→ Written problem
Please extract every line in the records below that contains the word "water", counting only matches with the same capitalization.

____ Entries shown

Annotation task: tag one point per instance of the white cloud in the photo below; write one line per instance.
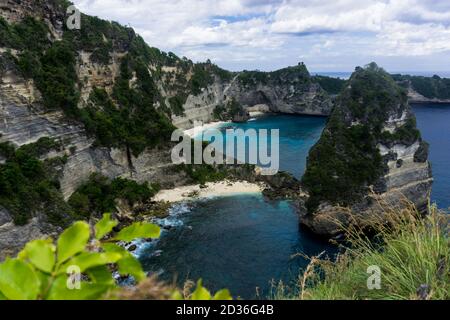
(243, 33)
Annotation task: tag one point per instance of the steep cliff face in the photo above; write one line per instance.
(425, 89)
(289, 90)
(370, 155)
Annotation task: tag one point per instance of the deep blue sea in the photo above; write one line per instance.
(346, 74)
(244, 242)
(433, 121)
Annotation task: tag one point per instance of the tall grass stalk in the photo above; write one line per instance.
(412, 252)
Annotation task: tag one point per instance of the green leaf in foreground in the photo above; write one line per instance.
(18, 281)
(87, 260)
(104, 226)
(60, 290)
(128, 265)
(223, 294)
(200, 292)
(138, 230)
(73, 241)
(41, 253)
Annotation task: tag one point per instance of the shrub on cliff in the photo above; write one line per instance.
(29, 185)
(79, 266)
(346, 160)
(99, 194)
(412, 254)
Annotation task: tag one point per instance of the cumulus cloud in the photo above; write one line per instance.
(241, 33)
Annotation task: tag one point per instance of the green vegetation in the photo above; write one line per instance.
(43, 270)
(295, 74)
(128, 119)
(329, 84)
(228, 112)
(346, 160)
(412, 253)
(99, 195)
(29, 185)
(136, 124)
(203, 173)
(430, 87)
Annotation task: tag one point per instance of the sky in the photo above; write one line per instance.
(327, 35)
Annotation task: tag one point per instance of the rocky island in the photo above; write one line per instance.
(370, 156)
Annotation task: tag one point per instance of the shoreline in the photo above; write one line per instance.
(213, 189)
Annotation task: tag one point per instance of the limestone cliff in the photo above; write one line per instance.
(111, 102)
(370, 155)
(425, 89)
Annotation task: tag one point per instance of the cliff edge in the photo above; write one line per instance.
(370, 155)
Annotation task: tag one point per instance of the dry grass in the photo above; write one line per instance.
(412, 252)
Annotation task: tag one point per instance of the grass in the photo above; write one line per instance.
(412, 252)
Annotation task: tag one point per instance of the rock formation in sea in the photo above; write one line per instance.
(110, 102)
(370, 156)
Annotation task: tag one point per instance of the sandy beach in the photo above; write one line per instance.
(214, 189)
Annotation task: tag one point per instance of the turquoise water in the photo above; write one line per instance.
(433, 121)
(244, 242)
(239, 242)
(297, 134)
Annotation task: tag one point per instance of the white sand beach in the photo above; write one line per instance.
(213, 189)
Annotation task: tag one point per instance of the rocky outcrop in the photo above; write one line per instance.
(288, 90)
(13, 238)
(415, 97)
(370, 158)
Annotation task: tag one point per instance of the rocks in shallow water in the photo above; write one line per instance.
(241, 117)
(281, 185)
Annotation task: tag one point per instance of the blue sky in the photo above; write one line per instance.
(328, 35)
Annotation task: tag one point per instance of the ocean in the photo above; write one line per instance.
(246, 243)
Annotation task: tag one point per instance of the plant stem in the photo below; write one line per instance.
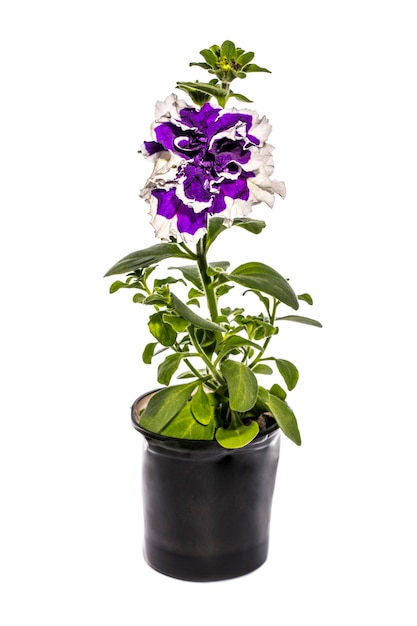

________

→ Solution to this exercise
Annotation task: tag one point per instance of the turquoise water in the photo above; write one line per instance.
Annotation task: tag one point per instance of the rocks in shallow water in the photo above; write one line per instance.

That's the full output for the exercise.